» Challenge: Copy out the lines of the records beginning with the one that contains "Kindly give the mask of every instance of the door" and continuing through the one that contains "58L41 65L52 67L53", both included, without changing anything.

-- start of Record extracts --

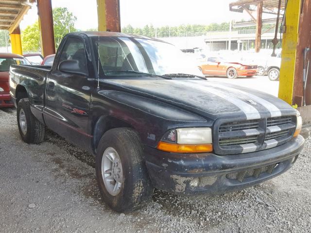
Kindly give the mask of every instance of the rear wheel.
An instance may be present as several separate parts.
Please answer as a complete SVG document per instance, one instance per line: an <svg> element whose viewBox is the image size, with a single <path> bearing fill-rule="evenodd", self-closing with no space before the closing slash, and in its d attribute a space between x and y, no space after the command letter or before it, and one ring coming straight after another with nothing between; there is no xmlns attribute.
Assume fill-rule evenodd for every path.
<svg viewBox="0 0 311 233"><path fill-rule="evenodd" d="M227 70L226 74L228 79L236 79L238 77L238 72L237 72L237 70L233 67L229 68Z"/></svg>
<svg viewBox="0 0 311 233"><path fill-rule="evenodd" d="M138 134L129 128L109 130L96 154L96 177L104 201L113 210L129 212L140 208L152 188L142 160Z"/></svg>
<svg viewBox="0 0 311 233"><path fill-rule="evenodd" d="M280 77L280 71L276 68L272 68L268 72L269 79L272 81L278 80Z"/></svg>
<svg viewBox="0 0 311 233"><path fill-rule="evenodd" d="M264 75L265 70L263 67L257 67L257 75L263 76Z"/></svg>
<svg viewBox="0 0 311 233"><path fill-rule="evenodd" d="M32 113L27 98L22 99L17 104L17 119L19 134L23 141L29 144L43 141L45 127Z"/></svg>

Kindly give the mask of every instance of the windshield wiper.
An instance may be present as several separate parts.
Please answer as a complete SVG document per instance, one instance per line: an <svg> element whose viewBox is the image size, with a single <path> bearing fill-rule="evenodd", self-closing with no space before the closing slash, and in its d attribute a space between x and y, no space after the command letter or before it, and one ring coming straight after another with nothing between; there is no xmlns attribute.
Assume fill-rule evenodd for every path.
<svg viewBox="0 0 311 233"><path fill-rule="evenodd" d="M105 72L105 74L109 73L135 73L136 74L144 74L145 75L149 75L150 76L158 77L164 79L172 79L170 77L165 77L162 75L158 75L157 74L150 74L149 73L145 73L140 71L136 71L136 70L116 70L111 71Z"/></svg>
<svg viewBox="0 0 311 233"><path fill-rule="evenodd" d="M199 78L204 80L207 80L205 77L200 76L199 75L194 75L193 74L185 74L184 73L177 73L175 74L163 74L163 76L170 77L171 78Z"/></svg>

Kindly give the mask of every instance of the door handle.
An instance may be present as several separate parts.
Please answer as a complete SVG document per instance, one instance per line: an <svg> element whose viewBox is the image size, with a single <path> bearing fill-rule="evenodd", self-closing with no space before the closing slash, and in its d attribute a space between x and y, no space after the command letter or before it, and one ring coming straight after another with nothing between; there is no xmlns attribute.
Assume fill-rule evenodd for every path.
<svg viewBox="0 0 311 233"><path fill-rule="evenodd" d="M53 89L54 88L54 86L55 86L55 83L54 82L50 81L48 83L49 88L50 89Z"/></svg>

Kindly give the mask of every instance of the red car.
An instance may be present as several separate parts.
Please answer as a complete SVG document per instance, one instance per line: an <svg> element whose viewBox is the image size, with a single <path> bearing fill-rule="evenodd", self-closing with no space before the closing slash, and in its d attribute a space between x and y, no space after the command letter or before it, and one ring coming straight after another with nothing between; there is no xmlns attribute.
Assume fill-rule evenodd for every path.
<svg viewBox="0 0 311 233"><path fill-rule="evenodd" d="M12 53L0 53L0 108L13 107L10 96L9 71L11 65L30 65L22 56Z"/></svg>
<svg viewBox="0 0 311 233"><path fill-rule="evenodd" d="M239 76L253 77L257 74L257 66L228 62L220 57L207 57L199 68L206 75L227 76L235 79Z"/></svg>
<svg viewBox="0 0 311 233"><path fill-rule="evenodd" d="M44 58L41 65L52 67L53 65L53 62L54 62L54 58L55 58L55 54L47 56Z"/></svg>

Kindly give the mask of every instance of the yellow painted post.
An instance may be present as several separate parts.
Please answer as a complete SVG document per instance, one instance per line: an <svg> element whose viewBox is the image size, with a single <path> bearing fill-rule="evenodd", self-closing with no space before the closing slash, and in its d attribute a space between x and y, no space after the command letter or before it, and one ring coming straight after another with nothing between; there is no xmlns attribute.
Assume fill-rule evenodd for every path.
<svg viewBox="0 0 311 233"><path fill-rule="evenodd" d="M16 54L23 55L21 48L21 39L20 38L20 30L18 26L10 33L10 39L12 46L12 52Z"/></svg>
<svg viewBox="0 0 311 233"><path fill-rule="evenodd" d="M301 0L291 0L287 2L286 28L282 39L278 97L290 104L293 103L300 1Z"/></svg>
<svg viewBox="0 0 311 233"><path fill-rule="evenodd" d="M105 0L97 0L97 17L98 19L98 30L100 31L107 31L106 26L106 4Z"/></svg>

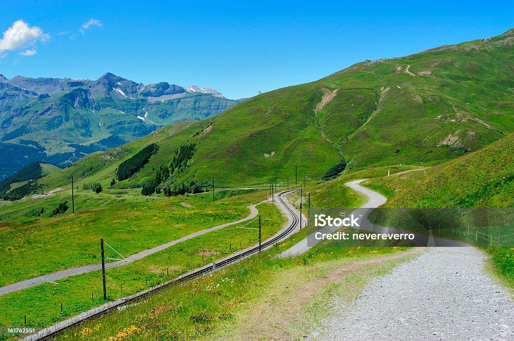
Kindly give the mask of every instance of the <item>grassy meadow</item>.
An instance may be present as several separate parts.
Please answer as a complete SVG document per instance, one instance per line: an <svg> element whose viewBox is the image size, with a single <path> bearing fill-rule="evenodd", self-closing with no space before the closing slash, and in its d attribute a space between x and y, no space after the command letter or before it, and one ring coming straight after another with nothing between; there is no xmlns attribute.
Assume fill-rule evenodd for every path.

-- end of Record extracts --
-- start of Record extracts --

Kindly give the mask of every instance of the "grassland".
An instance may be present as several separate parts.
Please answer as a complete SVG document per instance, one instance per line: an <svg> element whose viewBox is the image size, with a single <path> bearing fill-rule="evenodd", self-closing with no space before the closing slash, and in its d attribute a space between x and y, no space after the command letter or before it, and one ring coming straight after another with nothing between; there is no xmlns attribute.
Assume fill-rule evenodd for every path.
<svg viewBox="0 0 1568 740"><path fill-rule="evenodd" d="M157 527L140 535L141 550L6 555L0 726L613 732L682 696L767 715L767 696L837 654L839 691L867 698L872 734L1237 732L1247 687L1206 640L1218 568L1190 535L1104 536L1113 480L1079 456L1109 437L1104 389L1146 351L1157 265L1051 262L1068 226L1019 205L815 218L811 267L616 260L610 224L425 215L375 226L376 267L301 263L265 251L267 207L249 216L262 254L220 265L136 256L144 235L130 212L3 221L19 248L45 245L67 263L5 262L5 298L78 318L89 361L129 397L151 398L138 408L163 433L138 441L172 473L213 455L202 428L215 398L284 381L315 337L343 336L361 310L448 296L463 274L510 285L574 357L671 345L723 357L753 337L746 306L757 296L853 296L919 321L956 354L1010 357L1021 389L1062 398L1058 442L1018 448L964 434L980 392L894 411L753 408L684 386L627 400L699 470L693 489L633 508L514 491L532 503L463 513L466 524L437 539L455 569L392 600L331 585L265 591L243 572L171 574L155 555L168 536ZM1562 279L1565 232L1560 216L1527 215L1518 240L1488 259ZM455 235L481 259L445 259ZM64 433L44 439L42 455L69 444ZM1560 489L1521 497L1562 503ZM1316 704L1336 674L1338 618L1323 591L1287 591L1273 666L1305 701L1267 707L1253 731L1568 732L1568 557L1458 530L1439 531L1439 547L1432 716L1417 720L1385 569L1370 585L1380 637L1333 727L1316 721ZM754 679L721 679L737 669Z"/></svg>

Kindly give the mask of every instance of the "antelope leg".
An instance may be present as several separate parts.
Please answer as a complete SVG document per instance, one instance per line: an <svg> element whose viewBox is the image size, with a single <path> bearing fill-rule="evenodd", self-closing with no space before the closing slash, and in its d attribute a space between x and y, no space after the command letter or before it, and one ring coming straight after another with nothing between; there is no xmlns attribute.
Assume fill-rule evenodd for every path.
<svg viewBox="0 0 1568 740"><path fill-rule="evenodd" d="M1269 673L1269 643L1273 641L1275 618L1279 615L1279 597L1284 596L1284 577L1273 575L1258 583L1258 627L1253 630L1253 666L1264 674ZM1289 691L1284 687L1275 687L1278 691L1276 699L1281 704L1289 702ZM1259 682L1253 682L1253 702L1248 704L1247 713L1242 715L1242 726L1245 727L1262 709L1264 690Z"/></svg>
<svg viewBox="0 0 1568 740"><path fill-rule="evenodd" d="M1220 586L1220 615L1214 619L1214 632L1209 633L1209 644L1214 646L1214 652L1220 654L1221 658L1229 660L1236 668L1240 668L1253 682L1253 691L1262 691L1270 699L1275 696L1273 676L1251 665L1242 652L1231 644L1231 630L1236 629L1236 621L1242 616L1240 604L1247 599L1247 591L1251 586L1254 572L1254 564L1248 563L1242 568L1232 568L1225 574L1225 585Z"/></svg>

-- end of Record extracts --

» The reply:
Kindly give the mask of every instance of the door handle.
An instance may be present as several separate parts.
Please answer as a complete SVG document per instance, one instance per line: an <svg> element whose viewBox is the image size, with a single <path> bearing fill-rule="evenodd", self-closing with no space before the closing slash, and in its d attribute a space between x and y, no space after the command letter or before it, and one ring coming straight after another with nothing between; there is no xmlns attribute.
Assume fill-rule evenodd for every path.
<svg viewBox="0 0 311 233"><path fill-rule="evenodd" d="M53 89L54 88L54 86L55 86L55 83L54 82L50 81L48 83L49 88L50 89Z"/></svg>

Kindly give the mask of every instance of the red car.
An instance may be present as several separate parts.
Please answer as a complete SVG document per instance, one instance per line: an <svg> element whose viewBox is the image size, with a single <path> bearing fill-rule="evenodd", self-closing with no space before the closing slash, and in its d attribute a space between x and y, no space after the command letter or before it, and one ring coming straight after another with nothing between; there is no xmlns attribute.
Assume fill-rule evenodd for every path.
<svg viewBox="0 0 311 233"><path fill-rule="evenodd" d="M12 53L0 53L0 108L13 107L10 96L9 71L11 65L30 65L22 56Z"/></svg>
<svg viewBox="0 0 311 233"><path fill-rule="evenodd" d="M239 76L253 77L257 74L257 66L228 62L220 57L207 57L199 68L206 75L227 76L235 79Z"/></svg>
<svg viewBox="0 0 311 233"><path fill-rule="evenodd" d="M44 58L41 65L52 67L53 65L53 62L54 62L54 58L55 58L55 54L47 56Z"/></svg>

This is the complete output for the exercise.